### DIRECTIVE
Convert every entry below into a two-column CSV with the headers "prompt" and "answer", one row per entry. Put each entry's text and its answer in one quoted field each, with line breaks replaced by spaces.

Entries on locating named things
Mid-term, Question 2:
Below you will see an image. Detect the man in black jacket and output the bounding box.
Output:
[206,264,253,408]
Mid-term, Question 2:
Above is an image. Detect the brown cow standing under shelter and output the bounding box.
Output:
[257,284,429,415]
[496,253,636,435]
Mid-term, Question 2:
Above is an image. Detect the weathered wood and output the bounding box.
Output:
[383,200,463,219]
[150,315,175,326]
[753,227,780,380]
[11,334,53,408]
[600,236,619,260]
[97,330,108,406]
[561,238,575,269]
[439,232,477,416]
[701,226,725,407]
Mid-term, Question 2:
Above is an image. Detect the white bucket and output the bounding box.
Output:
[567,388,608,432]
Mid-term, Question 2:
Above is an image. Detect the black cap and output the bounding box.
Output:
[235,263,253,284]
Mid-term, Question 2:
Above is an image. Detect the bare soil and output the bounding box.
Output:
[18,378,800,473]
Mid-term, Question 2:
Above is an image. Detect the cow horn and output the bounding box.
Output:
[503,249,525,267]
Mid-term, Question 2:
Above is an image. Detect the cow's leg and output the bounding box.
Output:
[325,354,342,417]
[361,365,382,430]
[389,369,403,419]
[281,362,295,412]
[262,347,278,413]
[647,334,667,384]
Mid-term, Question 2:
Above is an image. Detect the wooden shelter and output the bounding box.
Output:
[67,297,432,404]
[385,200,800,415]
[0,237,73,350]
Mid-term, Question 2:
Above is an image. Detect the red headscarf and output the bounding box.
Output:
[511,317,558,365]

### FINAL RESULT
prompt,answer
"Mid-term, Question 2: Below you will see an image. Detect the man in black jacket and output the bounding box. Output:","[206,264,253,408]"
"Mid-term, Question 2: Above is an image. Detect the brown cow standing under shelter and output the bounding box. Output:","[257,284,429,415] [496,253,636,435]"
"Mid-term, Question 2: Above is an image. Detect the weathered wood and output the bounding box. Output:","[383,200,463,219] [150,315,175,326] [753,227,780,380] [11,334,53,408] [600,236,619,260] [97,330,108,406] [561,238,575,269] [439,232,477,416] [701,226,725,407]"
"Mid-term, Question 2: Above is an image. Detect the white bucket and output the bounding box. Output:","[567,388,608,432]"
"Mid-term, Question 2: Above is an image. Detect the black cap and output the bounding box. Output:","[235,263,253,284]"
"Mid-term, Question 2: Above is an image. Detect the bare soil and output the bounding box. Output:","[18,378,800,473]"
"Mid-term, Question 2: Above is an image. Detect the cow horn and output the bounding box. Output:","[503,249,525,267]"
"Mid-term, Question 2: Above is an image. Detect the cow's leg and output the bounding box. Output:","[325,354,342,417] [361,365,382,430] [389,369,403,419] [281,362,295,412] [262,347,278,413] [647,334,667,384]"
"Mid-term, Question 2: Above is an image. Detect the wooden shelter and output the bounding box. Output:","[67,297,432,404] [385,200,800,415] [0,237,73,350]"
"Mid-term, Question 2: Above is an image. Detect the red headscarf and output the bounding box. Output:","[511,317,558,365]"